Copy out the blog post about orbiters, rovers and landers on Mars below, word for word and in full.

#### TEXT SEGMENT ####

Space and Humanity in the 21st Century – Part 2: Orbiters, Rovers and Landers on Mars….Continued

By the end of 2012 Mars will have many human-built robots on its surface, in orbit around it, some artifacts and some operational.

In our last blog we talked about the compelling question we are trying to get the answers to in visiting Mars. What is our ultimate goal? Is it creating a human colony on the planet? Is it exploitation of potential Martian resources for use by humans on Earth? Or is it the science and the potential of discovering life elsewhere in the Universe that is driving our interest?

In 2003 Europe joined the United States with its first successful orbiter. Meanwhile Spirit and Opportunity were joined by a third lander in 2008, a lander with a robotic arm that was designed to find subsurface ice and test the chemical properties of its discovery.

So let’s continue the story about the unwrapping of the mysteries of Mars beginning with a new space agency player joining the search for life on Mars.

#### DATA LINES ####

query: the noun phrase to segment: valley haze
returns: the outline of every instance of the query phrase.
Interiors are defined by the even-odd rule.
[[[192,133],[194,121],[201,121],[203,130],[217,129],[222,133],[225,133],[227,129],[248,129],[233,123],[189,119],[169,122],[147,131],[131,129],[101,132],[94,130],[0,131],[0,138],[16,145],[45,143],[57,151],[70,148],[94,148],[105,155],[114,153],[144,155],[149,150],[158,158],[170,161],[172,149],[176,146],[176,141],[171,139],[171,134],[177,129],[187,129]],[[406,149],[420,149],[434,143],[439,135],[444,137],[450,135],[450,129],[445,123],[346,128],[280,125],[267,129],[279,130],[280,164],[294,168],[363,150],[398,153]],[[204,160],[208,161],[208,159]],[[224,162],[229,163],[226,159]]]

####

__SOLUTION TO THIS PROBLEM__
Space and Humanity in the 21st Century – Part 2: Orbiters, Rovers and Landers on Mars….Continued

By the end of 2012 Mars will have many human-built robots on its surface, in orbit around it, some artifacts and some operational.

In our last blog we talked about the compelling question we are trying to get the answers to in visiting Mars. What is our ultimate goal? Is it creating a human colony on the planet? Is it exploitation of potential Martian resources for use by humans on Earth? Or is it the science and the potential of discovering life elsewhere in the Universe that is driving our interest?

In 2003 Europe joined the United States with its first successful orbiter. Meanwhile Spirit and Opportunity were joined by a third lander in 2008, a lander with a robotic arm that was designed to find subsurface ice and test the chemical properties of its discovery.

So let’s continue the story about the unwrapping of the mysteries of Mars beginning with a new space agency player joining the search for life on Mars.